> Problem to work on
Starting with the line that contains "of the side", write out each line through the end of the listing, unchanged. Output nothing else.

[Point annotation dataset records]

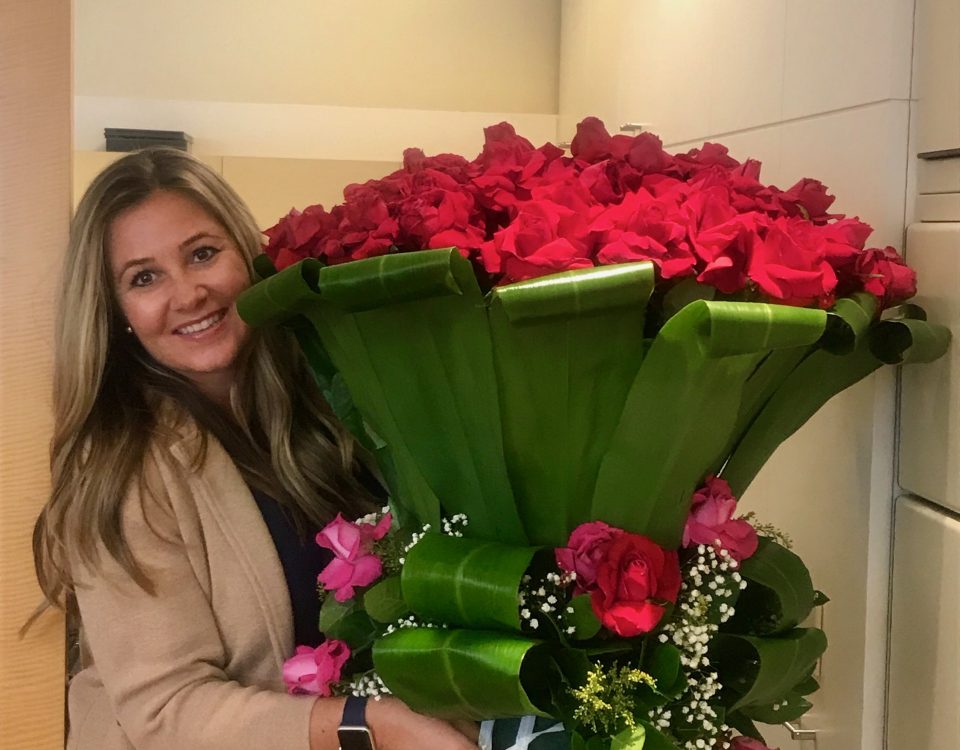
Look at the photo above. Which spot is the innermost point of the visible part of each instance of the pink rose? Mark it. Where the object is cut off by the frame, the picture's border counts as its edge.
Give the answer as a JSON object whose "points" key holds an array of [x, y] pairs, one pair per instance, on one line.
{"points": [[311, 671], [353, 564], [636, 578], [711, 521], [748, 743], [586, 547]]}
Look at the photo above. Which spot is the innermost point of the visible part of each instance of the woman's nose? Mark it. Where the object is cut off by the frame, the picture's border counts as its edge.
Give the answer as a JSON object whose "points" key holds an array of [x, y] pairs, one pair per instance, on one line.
{"points": [[188, 294]]}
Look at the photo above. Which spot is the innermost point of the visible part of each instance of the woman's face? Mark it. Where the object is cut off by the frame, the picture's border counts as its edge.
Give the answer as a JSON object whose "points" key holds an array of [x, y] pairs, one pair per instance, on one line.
{"points": [[177, 273]]}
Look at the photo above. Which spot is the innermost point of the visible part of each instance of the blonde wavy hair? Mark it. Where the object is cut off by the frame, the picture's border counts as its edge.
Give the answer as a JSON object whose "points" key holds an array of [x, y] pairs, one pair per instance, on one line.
{"points": [[106, 390]]}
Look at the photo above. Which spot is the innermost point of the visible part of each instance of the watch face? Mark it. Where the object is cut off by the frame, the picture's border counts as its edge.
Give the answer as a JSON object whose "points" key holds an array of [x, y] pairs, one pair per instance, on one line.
{"points": [[355, 738]]}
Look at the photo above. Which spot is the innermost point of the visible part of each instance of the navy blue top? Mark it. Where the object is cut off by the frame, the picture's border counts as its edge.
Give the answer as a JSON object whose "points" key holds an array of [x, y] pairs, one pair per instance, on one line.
{"points": [[302, 561]]}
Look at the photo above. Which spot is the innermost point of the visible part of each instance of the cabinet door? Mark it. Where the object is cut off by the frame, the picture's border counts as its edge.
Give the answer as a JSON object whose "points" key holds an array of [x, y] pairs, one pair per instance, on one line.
{"points": [[924, 653], [929, 408]]}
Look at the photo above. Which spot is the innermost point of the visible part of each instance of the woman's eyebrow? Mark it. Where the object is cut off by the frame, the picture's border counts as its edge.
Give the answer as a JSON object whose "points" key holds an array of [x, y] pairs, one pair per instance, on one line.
{"points": [[131, 263], [198, 236]]}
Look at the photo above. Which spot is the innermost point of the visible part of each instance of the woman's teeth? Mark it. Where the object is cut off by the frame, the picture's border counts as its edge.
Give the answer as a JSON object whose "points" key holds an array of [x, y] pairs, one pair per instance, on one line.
{"points": [[203, 324]]}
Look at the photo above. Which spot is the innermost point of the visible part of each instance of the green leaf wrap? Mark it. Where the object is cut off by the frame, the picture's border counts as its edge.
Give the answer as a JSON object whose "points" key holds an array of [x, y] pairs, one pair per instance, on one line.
{"points": [[758, 671], [409, 334], [465, 582], [472, 674], [780, 593], [551, 338], [682, 408]]}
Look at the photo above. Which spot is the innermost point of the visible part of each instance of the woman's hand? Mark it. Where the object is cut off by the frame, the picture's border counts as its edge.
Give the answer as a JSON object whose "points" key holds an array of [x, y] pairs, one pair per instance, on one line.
{"points": [[394, 727]]}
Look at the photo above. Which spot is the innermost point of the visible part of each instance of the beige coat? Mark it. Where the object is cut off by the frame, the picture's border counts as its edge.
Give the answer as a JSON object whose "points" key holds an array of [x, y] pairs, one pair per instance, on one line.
{"points": [[198, 666]]}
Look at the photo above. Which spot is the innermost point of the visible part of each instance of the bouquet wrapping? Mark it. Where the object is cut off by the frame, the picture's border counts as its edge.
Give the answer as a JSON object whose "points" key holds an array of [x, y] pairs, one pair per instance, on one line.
{"points": [[569, 368]]}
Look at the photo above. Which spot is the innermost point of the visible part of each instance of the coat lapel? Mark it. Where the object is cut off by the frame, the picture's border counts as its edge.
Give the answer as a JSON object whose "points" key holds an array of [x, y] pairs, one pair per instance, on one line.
{"points": [[228, 501]]}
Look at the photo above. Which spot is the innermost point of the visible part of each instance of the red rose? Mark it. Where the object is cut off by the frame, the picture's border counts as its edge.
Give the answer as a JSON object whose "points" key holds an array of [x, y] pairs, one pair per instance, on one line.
{"points": [[644, 228], [593, 143], [809, 199], [544, 238], [725, 250], [634, 582], [585, 549], [787, 265], [885, 275], [299, 235]]}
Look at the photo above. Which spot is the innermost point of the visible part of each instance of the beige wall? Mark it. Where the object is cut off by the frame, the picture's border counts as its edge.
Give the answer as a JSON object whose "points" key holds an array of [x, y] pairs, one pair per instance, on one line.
{"points": [[34, 210], [465, 55]]}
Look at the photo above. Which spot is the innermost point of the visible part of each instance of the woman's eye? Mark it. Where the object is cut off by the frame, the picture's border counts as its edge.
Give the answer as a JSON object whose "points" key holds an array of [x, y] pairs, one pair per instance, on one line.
{"points": [[204, 253], [142, 278]]}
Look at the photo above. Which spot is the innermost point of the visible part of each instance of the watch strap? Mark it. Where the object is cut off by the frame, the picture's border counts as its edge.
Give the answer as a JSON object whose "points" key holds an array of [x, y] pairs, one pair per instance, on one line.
{"points": [[353, 733]]}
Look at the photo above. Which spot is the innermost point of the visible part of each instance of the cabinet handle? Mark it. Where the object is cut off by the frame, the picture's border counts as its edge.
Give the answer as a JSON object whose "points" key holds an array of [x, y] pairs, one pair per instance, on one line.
{"points": [[796, 733]]}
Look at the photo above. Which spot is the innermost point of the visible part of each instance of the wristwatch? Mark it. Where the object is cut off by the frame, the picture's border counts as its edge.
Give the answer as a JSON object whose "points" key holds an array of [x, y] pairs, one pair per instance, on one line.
{"points": [[353, 733]]}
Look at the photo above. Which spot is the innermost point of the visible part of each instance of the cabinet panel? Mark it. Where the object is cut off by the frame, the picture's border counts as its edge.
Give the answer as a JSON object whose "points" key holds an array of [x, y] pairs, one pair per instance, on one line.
{"points": [[844, 53], [929, 407], [924, 655], [937, 77]]}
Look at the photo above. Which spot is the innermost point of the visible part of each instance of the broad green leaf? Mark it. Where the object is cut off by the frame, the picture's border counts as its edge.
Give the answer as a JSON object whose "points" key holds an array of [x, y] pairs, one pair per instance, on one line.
{"points": [[788, 708], [683, 406], [583, 618], [796, 396], [346, 622], [567, 348], [467, 582], [384, 601], [757, 671], [631, 738], [471, 674], [744, 725], [663, 664], [656, 740], [908, 341], [779, 593], [409, 334]]}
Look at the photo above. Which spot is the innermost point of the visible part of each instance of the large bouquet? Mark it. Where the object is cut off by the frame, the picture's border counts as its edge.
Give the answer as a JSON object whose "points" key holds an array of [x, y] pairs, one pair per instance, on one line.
{"points": [[566, 396]]}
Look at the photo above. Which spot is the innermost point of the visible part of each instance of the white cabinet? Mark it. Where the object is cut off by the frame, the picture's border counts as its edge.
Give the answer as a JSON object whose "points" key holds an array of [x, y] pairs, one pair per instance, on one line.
{"points": [[925, 648], [929, 407], [937, 76]]}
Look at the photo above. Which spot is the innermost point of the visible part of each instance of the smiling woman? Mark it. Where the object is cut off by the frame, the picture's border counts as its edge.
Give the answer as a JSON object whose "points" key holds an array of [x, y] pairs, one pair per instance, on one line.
{"points": [[176, 273], [189, 474]]}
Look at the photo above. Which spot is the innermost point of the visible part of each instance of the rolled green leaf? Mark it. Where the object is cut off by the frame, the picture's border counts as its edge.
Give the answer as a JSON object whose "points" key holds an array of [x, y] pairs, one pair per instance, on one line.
{"points": [[758, 671], [471, 674], [779, 595], [346, 621], [566, 352], [908, 341], [384, 601], [281, 296], [786, 708], [682, 409], [465, 582], [790, 398]]}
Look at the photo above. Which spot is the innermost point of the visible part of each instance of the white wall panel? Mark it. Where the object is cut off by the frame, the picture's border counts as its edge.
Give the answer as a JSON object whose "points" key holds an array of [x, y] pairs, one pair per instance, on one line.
{"points": [[745, 66], [844, 53], [925, 652], [861, 155]]}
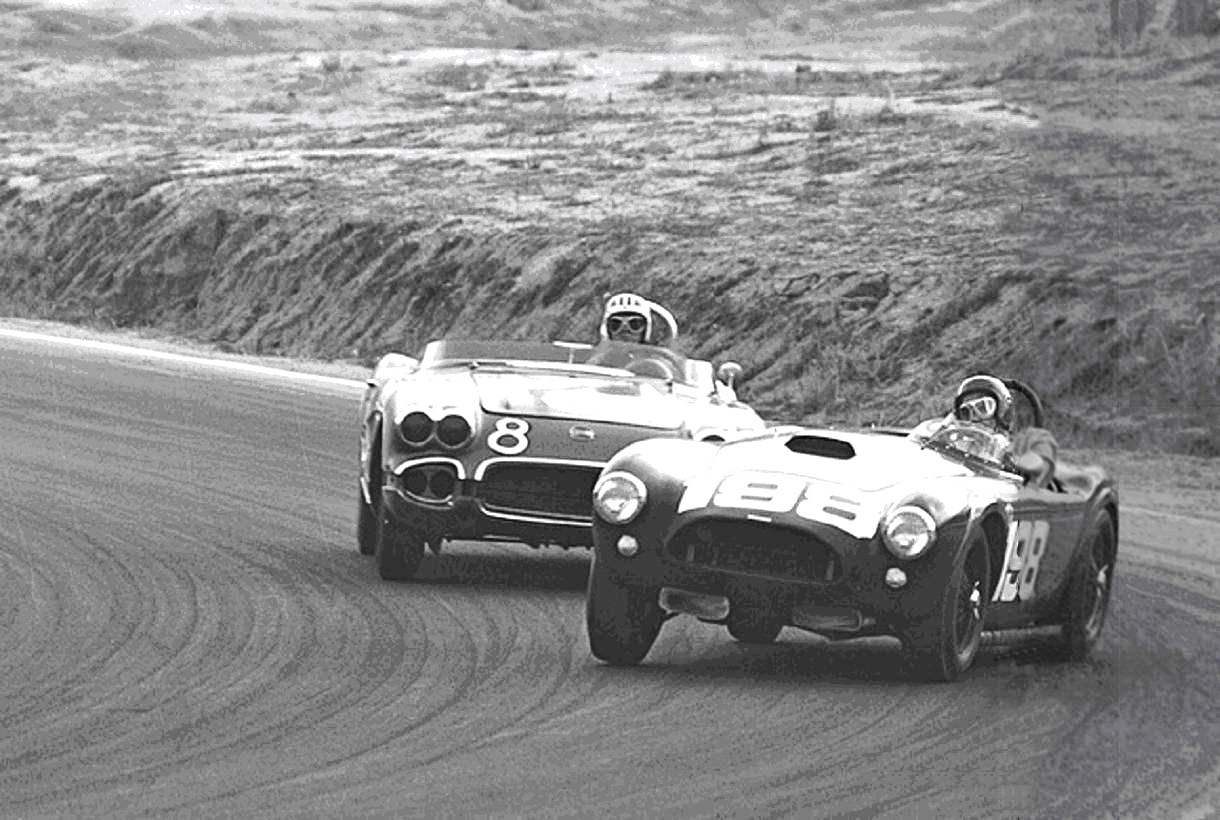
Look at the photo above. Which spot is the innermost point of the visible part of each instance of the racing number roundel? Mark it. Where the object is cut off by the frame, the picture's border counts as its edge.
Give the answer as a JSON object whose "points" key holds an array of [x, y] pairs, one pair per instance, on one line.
{"points": [[1026, 544], [509, 437]]}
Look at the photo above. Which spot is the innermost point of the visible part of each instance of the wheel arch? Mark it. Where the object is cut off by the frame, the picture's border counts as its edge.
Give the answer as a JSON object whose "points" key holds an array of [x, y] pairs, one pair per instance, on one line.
{"points": [[994, 528]]}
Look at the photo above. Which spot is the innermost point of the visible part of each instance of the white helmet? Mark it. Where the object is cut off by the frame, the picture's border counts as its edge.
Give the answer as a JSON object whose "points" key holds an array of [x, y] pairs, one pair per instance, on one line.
{"points": [[659, 322]]}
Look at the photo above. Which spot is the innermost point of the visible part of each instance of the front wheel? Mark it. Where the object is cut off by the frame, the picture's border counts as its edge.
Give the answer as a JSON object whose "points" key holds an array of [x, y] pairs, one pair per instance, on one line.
{"points": [[622, 619], [943, 646], [398, 552], [1088, 592], [366, 525]]}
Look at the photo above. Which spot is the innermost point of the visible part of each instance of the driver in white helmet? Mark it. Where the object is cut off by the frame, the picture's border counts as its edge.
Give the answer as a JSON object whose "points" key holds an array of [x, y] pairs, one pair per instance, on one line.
{"points": [[631, 317], [982, 420]]}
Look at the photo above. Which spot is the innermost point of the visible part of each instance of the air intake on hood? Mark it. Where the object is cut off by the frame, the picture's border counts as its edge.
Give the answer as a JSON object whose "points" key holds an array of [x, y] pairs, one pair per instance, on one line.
{"points": [[827, 448]]}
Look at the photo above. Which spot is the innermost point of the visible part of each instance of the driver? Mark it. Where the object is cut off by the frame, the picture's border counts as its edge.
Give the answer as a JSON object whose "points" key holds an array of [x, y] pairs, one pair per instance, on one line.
{"points": [[630, 317], [985, 403]]}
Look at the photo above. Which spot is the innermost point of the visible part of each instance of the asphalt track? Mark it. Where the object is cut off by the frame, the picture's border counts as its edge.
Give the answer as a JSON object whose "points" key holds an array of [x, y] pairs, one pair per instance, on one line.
{"points": [[186, 629]]}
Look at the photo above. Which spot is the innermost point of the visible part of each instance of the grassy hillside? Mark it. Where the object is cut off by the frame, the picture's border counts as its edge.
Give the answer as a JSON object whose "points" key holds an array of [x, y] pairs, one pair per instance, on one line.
{"points": [[814, 189]]}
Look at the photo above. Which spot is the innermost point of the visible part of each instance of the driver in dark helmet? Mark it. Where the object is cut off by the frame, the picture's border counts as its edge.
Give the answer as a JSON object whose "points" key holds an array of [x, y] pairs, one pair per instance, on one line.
{"points": [[985, 404], [630, 317]]}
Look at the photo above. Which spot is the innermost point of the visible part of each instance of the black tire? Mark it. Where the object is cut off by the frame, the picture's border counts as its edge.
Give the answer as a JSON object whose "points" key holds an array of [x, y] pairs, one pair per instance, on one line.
{"points": [[944, 644], [398, 552], [1088, 592], [753, 624], [622, 619], [366, 526]]}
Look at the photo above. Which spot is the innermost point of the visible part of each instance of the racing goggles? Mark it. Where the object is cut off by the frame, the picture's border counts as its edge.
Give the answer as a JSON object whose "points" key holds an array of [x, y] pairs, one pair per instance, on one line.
{"points": [[977, 408], [632, 322]]}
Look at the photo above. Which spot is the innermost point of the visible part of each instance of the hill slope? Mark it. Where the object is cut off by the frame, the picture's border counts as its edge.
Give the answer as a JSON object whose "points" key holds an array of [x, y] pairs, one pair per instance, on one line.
{"points": [[859, 223]]}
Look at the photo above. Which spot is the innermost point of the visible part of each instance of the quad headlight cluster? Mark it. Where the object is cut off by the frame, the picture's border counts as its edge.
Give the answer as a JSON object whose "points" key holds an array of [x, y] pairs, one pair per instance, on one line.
{"points": [[909, 531], [619, 497]]}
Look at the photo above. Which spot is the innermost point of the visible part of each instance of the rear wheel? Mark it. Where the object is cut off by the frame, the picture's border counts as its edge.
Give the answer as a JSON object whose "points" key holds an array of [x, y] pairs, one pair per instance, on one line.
{"points": [[943, 646], [622, 619], [398, 552], [1088, 592]]}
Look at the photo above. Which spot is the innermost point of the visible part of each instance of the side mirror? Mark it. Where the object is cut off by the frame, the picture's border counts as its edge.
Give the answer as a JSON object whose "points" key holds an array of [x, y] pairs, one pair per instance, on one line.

> Solution to this task
Look at the photo above. Which spot is the innermost point of the visible part of each instance of the side mirror? Mark it. Where the object is cut off by the frame, the picture's border counts as its edge.
Give the answer as a JSON object whose "points" key holds an array of [x, y] pairs, one pair per instance, on one line.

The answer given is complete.